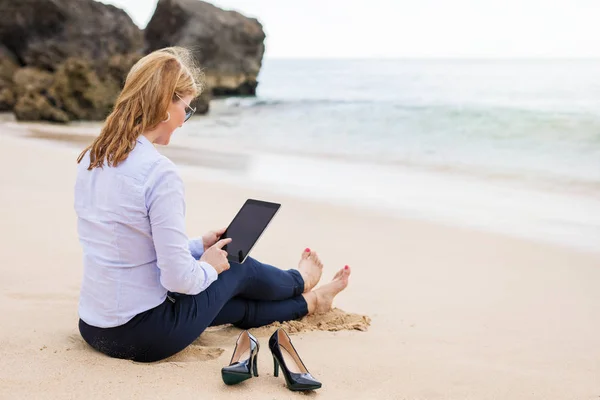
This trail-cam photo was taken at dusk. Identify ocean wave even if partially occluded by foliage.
[223,97,374,108]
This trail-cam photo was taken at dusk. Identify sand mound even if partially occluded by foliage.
[194,308,371,347]
[162,344,225,362]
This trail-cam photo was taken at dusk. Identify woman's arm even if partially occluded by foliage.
[188,237,204,260]
[146,158,218,295]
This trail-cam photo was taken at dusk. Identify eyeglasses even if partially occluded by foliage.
[175,93,196,122]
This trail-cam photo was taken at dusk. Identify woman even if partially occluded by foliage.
[75,48,350,362]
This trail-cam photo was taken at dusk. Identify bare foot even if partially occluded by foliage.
[298,249,323,293]
[313,265,350,314]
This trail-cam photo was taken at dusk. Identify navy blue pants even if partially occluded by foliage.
[79,257,308,362]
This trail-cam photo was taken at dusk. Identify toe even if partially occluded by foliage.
[301,247,311,260]
[342,265,352,277]
[333,268,344,280]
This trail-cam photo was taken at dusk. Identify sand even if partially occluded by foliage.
[0,123,600,400]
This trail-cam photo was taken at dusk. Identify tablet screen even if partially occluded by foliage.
[221,199,280,263]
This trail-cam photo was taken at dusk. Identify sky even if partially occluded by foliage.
[101,0,600,58]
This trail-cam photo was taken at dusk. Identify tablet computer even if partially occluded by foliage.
[220,199,281,263]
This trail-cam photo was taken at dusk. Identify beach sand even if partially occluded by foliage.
[0,124,600,400]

Exercise task
Lay out every line of the listing above as a numbered list, skipping blank lines and leaving out the pictures.

Output below
1. This trail-cam photo was taken at dusk. Identify ocean wave even if partially occluded by foliage.
2. [223,97,374,108]
3. This trail-cam photo was taken at dusk. Identify sand mound even if partially occluded by foliage.
4. [194,308,371,347]
5. [162,344,225,362]
6. This trail-cam photo was taken at dusk. Identify woman's arm even if partially occluded by foliage.
7. [188,237,204,260]
8. [146,158,218,295]
9. This trail-cam photo was taken at dusk. Identify eyeglasses even if partially occluded by foliage.
10. [175,93,196,122]
11. This trail-cam photo was taken at dusk. Identify woman even if partially occluded by foliage.
12. [75,48,350,362]
13. This trail-cam photo was taken at dusk. Identify bare foot even if partially occluded by foliage.
14. [298,249,323,293]
15. [313,265,350,314]
16. This trail-cam photo was taken at dusk. Identify navy blue pants even if partially occluded by foliage.
17. [79,257,308,362]
18. This trail-cam photo was taken at dusk. Identify toe even if partially occluded by foliage.
19. [301,247,311,260]
20. [342,265,352,277]
21. [333,268,344,280]
22. This trail-cam photo was taken at dusk. Identify sand even if partially occluded by foliage.
23. [0,123,600,400]
24. This trail-cam photo was taken at dusk. Identify tablet screen even if partially occluded by foliage.
25. [221,199,280,263]
26. This trail-cam photo was taken at dusk. Identify sky even if partially occluded by foliage.
27. [101,0,600,58]
28. This trail-cam photo was taken at dusk. Identify tablet computer even if partially occluded by foliage.
29. [220,199,281,263]
30. This trail-cam photo was taken at dusk. Identify beach sand even if partially occluded by foliage.
31. [0,124,600,400]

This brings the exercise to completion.